- Records shown:

>>>>>

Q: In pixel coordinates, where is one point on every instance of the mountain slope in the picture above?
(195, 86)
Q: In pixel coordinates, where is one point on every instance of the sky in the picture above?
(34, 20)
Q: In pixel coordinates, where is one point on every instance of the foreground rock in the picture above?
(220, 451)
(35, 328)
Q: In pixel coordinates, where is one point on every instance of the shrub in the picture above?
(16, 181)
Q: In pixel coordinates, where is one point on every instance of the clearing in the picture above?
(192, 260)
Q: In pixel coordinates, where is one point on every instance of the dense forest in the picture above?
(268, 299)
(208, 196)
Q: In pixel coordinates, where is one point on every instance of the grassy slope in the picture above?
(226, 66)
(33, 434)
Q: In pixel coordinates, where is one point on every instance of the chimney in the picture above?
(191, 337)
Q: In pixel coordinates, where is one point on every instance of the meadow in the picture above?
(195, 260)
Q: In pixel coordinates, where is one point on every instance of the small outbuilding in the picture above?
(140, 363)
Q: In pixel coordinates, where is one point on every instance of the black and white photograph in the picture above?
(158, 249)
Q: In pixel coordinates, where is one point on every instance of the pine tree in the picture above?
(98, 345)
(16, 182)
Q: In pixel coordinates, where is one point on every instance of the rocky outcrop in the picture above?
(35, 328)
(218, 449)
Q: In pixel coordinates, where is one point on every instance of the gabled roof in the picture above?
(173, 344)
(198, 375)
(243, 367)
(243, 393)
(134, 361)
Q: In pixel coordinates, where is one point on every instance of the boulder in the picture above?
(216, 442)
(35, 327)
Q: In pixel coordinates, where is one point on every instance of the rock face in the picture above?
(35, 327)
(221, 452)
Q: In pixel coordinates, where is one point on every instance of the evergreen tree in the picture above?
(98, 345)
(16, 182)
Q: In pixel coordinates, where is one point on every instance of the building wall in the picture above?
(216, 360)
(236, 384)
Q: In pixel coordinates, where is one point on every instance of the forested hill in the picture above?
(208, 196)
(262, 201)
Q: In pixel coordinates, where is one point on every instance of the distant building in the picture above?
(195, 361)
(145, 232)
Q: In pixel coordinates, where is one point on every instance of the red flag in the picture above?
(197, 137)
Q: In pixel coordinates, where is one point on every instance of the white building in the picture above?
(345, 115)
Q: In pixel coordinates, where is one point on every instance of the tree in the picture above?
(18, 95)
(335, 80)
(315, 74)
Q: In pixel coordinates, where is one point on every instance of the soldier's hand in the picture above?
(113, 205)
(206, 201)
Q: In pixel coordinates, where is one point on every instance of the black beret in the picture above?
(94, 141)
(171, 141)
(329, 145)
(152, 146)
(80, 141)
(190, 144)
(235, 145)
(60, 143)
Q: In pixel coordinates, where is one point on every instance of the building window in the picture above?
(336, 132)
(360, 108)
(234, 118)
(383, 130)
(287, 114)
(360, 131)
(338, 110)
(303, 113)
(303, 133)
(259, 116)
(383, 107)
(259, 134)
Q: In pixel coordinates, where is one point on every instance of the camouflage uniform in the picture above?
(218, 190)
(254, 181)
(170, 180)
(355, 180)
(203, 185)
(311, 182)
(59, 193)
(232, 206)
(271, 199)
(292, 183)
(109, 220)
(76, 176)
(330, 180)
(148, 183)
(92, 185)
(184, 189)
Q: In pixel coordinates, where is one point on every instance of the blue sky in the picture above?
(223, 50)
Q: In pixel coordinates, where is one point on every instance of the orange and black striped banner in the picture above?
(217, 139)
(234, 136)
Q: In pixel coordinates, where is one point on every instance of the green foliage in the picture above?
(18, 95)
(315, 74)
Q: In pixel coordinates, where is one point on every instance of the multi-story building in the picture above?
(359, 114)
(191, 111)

<<<<<

- The request: Using the listing above, retype each line exactly.

- Task solution:
Q: In pixel coordinates, where is one point on every instance of the mountain slope in the picture above?
(195, 86)
Q: In pixel coordinates, where is one point on every instance of the sky in the picture above?
(34, 20)
Q: In pixel coordinates, where is one point on every instance of the foreground rock in the picture above?
(220, 451)
(35, 328)
Q: In pixel coordinates, where is one point on every instance of the shrub in the picture above?
(16, 181)
Q: In pixel coordinates, where is one point on every instance of the clearing in the picture above?
(192, 260)
Q: In pixel coordinates, where is one point on every instance of the dense forest in the picture above?
(268, 299)
(208, 196)
Q: In pixel coordinates, where is one point on every instance of the grassy slope in the picture above?
(226, 66)
(33, 434)
Q: In pixel coordinates, where is one point on every instance of the chimney in the picture above?
(191, 337)
Q: In pixel coordinates, where is one point on every instance of the meadow in the picture above?
(195, 260)
Q: In pixel coordinates, where is one point on every instance of the small outbuilding in the picture above?
(140, 363)
Q: In pixel coordinates, where is one point on every instance of the black and white photograph in the picture above?
(158, 249)
Q: In pixel coordinates, where is one point on every instance of the pine tree in the picture above?
(98, 345)
(16, 182)
Q: In pixel coordinates, where is one point on every instance of the rocky outcrop in the picture above?
(35, 328)
(218, 449)
Q: In pixel coordinates, where is one point on every instance of the gabled roof in the picture above?
(173, 344)
(198, 375)
(243, 367)
(243, 393)
(134, 361)
Q: In pixel coordinates, where is one point on every instance of the boulder in the picture above?
(216, 442)
(35, 327)
Q: In pixel coordinates, where is one point on every instance of the rock face in the picture above?
(35, 327)
(221, 452)
Q: In pixel coordinates, where is one point on every instance of the evergreen tree in the picture above?
(98, 345)
(16, 182)
Q: In pixel coordinates, where is one point on every instance of the building wall in the picture above?
(216, 360)
(236, 384)
Q: In pixel coordinates, where is one point on every instance of the forested hill in the picture above?
(208, 196)
(262, 201)
Q: In pixel coordinates, where is one point on every instance of the distant building in the picture above?
(195, 361)
(145, 232)
Q: In pixel coordinates, where is one point on every instance of the red flag in the picture above?
(197, 137)
Q: In pixel coordinates, where is one point on every instance of the white building in the picture above?
(345, 115)
Q: In pixel coordinates, where is one point on every instance of the tree in the picture above?
(18, 95)
(335, 80)
(315, 74)
Q: In pixel coordinates, where is one point on every instance of the soldier's hand in the picture above?
(113, 205)
(206, 201)
Q: In pixel coordinates, where is one point on every instance of the black beret in the picture above?
(94, 141)
(171, 141)
(329, 145)
(152, 146)
(80, 141)
(190, 144)
(235, 145)
(60, 143)
Q: In pixel coordinates, where is one point on every instance of the building window in the picture above?
(336, 132)
(360, 108)
(234, 118)
(383, 130)
(287, 114)
(360, 131)
(338, 110)
(303, 113)
(303, 133)
(259, 116)
(383, 107)
(259, 134)
Q: In pixel coordinates, where is one point on every instance of the camouflage uniform in the picture above?
(218, 190)
(254, 181)
(170, 180)
(355, 180)
(203, 185)
(311, 182)
(59, 193)
(232, 206)
(271, 199)
(292, 183)
(109, 220)
(76, 176)
(330, 180)
(148, 183)
(92, 185)
(184, 189)
Q: In pixel coordinates, where is one point on every instance of the blue sky in the picture above?
(223, 50)
Q: In pixel coordinates, where is one point on every instance of the orange and black striped banner in the picture above?
(217, 139)
(234, 136)
Q: In pixel coordinates, where is one point on every instance of the green foliage in the picture above?
(18, 95)
(315, 74)
Q: In pixel coordinates, where is one point on every instance of the multi-story building in the picture above?
(359, 114)
(191, 111)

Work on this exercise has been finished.